Stored records:
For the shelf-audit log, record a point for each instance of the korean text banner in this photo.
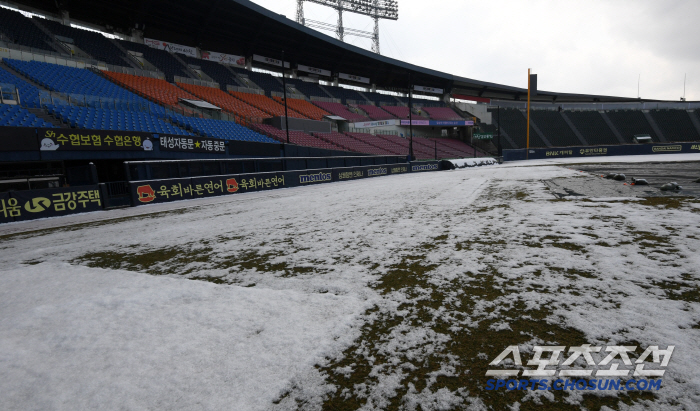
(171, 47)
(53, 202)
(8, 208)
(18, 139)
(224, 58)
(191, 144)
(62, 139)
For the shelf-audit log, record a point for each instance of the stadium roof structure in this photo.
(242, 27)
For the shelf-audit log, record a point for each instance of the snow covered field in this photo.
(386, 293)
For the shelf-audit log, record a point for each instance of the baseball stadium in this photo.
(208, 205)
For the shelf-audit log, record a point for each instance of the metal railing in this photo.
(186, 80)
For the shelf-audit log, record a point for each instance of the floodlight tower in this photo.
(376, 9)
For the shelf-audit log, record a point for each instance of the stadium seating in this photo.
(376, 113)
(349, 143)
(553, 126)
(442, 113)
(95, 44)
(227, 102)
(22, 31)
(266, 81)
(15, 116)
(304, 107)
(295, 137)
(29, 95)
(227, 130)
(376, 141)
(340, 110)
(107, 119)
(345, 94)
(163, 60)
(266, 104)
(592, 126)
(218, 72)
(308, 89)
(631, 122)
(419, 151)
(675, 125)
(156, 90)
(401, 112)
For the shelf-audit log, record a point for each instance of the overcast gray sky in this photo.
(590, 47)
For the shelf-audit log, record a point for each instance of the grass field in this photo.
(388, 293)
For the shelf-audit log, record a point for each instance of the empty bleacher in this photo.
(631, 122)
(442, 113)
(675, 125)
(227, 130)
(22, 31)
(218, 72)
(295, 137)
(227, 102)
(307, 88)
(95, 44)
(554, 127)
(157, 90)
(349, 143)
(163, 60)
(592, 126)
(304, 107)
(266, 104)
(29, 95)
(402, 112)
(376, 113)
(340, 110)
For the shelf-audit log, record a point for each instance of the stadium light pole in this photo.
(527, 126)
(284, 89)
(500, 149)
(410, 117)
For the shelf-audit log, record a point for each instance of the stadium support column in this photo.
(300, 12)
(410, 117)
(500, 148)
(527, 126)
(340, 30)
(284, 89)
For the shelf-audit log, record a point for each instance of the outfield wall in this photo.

■ **Requirement**
Can you put every line of the rows above into a numbered list, dropping any blank lines and leaving the pictures out?

■ **Exercise answer**
1. For the shelf-audit log, record a point for each instance of the korean text banner in this photo.
2. (171, 47)
3. (53, 202)
4. (8, 208)
5. (18, 139)
6. (224, 58)
7. (191, 144)
8. (62, 139)
9. For the shelf-audit log, record a point for each instance of the stadium roof structure in this photo.
10. (242, 27)
11. For the shelf-audit log, record a point for each instance of the snow covered field in this photo.
12. (386, 293)
13. For the shelf-audit log, record a point for each instance of the baseball stadium in this photo.
14. (208, 205)
15. For the shelf-audit log, record a point for each instance of the metal railing in this photo.
16. (186, 80)
17. For the shelf-audit log, record a point for each instance of the floodlight tower in this photo.
18. (376, 9)
19. For the shelf-audit log, record a point for each instance of the stadium seating in this photo.
20. (376, 113)
21. (349, 143)
22. (553, 126)
23. (442, 113)
24. (95, 44)
25. (227, 102)
26. (22, 31)
27. (266, 81)
28. (15, 116)
29. (304, 107)
30. (295, 137)
31. (29, 95)
32. (227, 130)
33. (376, 141)
34. (340, 110)
35. (107, 119)
36. (345, 94)
37. (163, 60)
38. (266, 104)
39. (592, 126)
40. (218, 72)
41. (308, 89)
42. (631, 122)
43. (419, 151)
44. (675, 125)
45. (156, 90)
46. (401, 112)
47. For the shelf-audit log, record a point for each instance of the overcast gray sky in this photo.
48. (590, 47)
49. For the shelf-audit log, record a point for each instance of the grass field in this photo.
50. (388, 293)
51. For the shelf-audit log, record a point for each instance of the empty bleacher in this photo.
52. (631, 122)
53. (442, 113)
54. (675, 125)
55. (227, 130)
56. (22, 31)
57. (218, 72)
58. (295, 137)
59. (227, 102)
60. (307, 88)
61. (95, 44)
62. (554, 127)
63. (157, 90)
64. (349, 143)
65. (163, 60)
66. (592, 126)
67. (304, 107)
68. (266, 104)
69. (29, 95)
70. (402, 112)
71. (376, 113)
72. (340, 110)
73. For the shelf-audit log, record a point for each instance of the stadium light pole in this photo.
74. (527, 126)
75. (284, 89)
76. (500, 149)
77. (410, 117)
78. For the shelf-audit log, record a point for each instance of the stadium support column in this photo.
79. (300, 12)
80. (410, 117)
81. (500, 148)
82. (527, 126)
83. (340, 30)
84. (284, 89)
85. For the shelf-audit log, record a point for each instance of the outfield wall in this photo.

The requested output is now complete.